So how can a B2B marketer match the right content to a buyer's needs throughout a lengthy buying cycle? "The B2B buying cycle has four recognizable stages," McKeon explains, "each requiring a wholly different content approach." He defines the stages—and offers ways to grab attention at each one.
Here are McKeon's Four Stages of the B2B Buying Cycle, and a sample of his advice:
- Unaware. The buyer is not explicitly in the market but should be. Content should be interruptive. Suggested attention-grabbers: Speak to their pain; provide "news," such as a research report.
- Tentative. The buyer is standing at the edge, or quietly wading into the market. Content should be educational. Attention-grabbers: Write about the buyer's problem and how to address it, not about your solution. Encourage buyer interactivity at your website.

#### DATA TO USE
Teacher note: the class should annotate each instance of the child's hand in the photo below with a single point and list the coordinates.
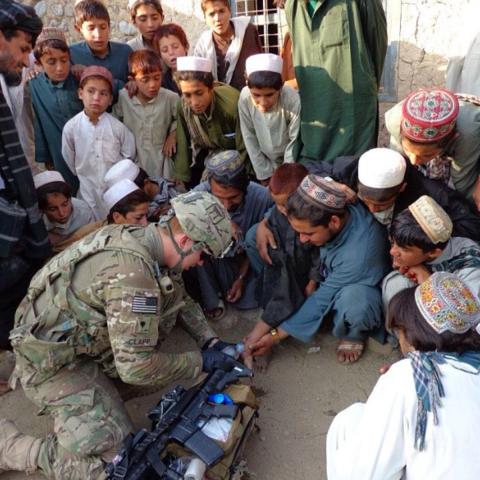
...
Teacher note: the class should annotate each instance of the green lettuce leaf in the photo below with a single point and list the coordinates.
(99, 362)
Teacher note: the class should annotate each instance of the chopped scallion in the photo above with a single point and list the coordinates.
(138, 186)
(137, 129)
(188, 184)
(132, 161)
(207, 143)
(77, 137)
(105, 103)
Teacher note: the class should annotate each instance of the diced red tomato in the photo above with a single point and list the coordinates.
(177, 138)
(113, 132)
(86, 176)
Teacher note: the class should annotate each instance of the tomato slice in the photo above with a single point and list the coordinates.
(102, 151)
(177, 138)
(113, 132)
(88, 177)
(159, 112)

#### EXERCISE SET
- a) Return each line of the rows that contains this string: "below".
- b) Write the next part of the passage on the B2B buying cycle, picking up after its final sentence.

#### OUTPUTS FOR THE TASKS
- a)
Teacher note: the class should annotate each instance of the child's hand in the photo below with a single point and list the coordinates.
Teacher note: the class should annotate each instance of the green lettuce leaf in the photo below with a single point and list the coordinates.

- b)
- Engaged. The buyer is in a dialogue with your company. Content should be validating. Provide case studies detailing customer success stories. Provide third-party articles to support your vision.
- Invested. The buyer is a customer. Content should be exclusive. Personalize your email and Web content. Offer insider tips, using a conversational style.

The Po!nt: It's more about them than about you. The key to creating valuable marketing content is to identify where buyers are along the B2B buying cycle—and speak to their unique challenges. "Compromise nothing to internal drivers," McKeon advises. "Concentrate on the buyer."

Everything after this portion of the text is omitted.